■ DATA EXCERPTS:

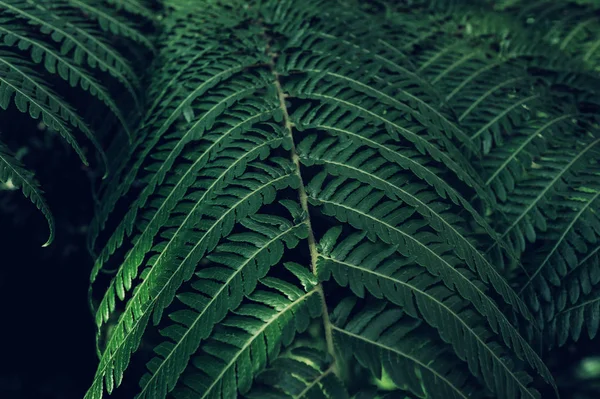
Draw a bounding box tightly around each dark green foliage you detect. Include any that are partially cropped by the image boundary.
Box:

---

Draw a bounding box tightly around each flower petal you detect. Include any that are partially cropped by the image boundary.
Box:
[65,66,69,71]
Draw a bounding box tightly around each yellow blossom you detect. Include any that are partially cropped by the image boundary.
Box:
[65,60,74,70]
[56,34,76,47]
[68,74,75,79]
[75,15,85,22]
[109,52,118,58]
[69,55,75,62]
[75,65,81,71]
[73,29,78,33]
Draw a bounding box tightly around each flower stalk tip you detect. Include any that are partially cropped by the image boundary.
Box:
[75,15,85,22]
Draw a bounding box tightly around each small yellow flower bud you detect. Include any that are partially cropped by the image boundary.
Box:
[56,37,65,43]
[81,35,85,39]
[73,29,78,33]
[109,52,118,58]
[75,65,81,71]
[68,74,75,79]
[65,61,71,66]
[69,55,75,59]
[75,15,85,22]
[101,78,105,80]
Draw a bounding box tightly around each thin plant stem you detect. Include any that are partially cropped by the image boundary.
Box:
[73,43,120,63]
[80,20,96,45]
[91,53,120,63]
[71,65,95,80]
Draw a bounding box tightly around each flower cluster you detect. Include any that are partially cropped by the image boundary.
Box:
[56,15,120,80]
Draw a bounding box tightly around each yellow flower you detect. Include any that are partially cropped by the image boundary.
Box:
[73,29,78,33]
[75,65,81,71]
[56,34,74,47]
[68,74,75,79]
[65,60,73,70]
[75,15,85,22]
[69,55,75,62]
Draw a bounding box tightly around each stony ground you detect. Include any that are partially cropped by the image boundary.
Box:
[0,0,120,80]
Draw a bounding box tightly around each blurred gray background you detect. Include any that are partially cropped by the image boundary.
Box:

■ WHAT THIS TASK INVOLVES: Swap "stony ground" for "rocky ground" in the material from the line containing "Draw a bounding box tightly around each flower cluster" down to the line containing "[0,0,120,80]". Return only those lines, with everything else left as it is.

■ SOLUTION FOR THIS TASK:
Draw a bounding box tightly around each flower cluster you detect. Include any that are partially cropped by the image boundary.
Box:
[56,15,120,80]
Draw a bounding box tightly around each yellow flower you detect. Include any that are partially cropped by the image boundary.
Box:
[73,29,78,33]
[75,65,81,71]
[56,34,74,47]
[68,74,75,79]
[65,60,73,70]
[75,15,85,22]
[69,55,75,62]
Draw a bounding box tightly around each rocky ground you detect. Include any that are partially cropped by the image boundary.
Box:
[0,0,120,80]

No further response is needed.